• _BAGIAN TEKS_:
- - - - -
Bab 1 – Air Mata yang Didengar

Doa itu bukan pertama kalinya aku menangis. Tapi mungkin itulah pertama kalinya aku sadar bahwa Tuhan benar-benar mendengarkan.

Aku tidak tahu bagaimana menjelaskan perasaan itu. Tapi setiap kali air mata jatuh sambil menyebut nama-Nya, ada damai yang pelan-pelan mengalir di sela gelisahku. Aku tidak merasa langsung dikuatkan. Tapi aku tahu aku tidak sendirian.

Masa SMP membuka ruang baru yang Tuhan pakai untuk menumbuhkan karunia dalam diriku. Salah satunya melalui guru agama Kristen kami yang luar biasa. Ia bukan hanya mengajarkan ayat-ayat Alkitab, tapi juga menghidupi firman itu lewat kisah dan kehangatan hidupnya. Ia suka bercerita. Tentang Alkitab, tentang hidup, tentang bagaimana Tuhan bekerja dalam hal-hal kecil. Aku betul-betul menikmati setiap jam pelajaran agama di ruang khusus itu—ruang agama—yang terasa seperti oasis. Ruang yang tenang, lembut, dan hangat, seolah Tuhan sedang berbicara dalam nada-nada rendah yang menyejukkan jiwa.
- - - - -
• _BARIS YANG DISEDIAKAN_:
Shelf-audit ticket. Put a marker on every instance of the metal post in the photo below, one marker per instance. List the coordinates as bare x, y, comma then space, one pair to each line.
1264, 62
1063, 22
- - - - -
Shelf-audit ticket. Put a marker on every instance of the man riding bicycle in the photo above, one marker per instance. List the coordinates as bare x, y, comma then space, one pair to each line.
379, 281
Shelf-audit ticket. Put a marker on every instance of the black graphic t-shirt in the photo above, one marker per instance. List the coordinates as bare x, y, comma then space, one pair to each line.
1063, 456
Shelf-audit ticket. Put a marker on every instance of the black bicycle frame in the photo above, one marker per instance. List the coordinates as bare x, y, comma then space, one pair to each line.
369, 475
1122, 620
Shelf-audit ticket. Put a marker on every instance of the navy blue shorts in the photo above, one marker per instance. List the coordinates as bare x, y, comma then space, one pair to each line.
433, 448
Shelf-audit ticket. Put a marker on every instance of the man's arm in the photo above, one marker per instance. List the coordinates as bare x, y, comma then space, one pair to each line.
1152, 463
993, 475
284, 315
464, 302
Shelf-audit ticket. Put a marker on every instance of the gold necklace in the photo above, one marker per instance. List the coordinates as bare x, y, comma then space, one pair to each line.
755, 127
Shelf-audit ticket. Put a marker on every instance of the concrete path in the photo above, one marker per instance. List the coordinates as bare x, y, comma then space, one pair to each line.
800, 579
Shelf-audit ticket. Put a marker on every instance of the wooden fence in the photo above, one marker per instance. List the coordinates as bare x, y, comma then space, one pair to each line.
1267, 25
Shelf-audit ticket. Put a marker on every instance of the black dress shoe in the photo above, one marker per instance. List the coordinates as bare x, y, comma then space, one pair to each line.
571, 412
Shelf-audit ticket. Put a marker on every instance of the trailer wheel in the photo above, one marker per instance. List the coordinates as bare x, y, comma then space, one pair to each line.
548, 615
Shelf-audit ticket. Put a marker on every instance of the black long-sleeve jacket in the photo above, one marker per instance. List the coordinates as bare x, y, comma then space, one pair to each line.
- - - - -
• _SOAL LATIHAN_:
• A. Menurut bab "Air Mata yang Didengar", mengapa guru agama Kristen di masa SMP disebut luar biasa? Jawab dalam satu sampai tiga kalimat.
• B. Hitung jumlah baris yang memuat kata "bicycle". Huruf besar dan kecil dibedakan, dan jawablah dengan angkanya saja.

• _JAWABAN SOAL_:
• A. Guru itu tidak hanya mengajarkan ayat-ayat Alkitab, tetapi juga menghidupi firman itu lewat kisah dan kehangatan hidupnya. Ia suka bercerita tentang Alkitab, tentang hidup, dan tentang bagaimana Tuhan bekerja dalam hal-hal kecil.

• B. 2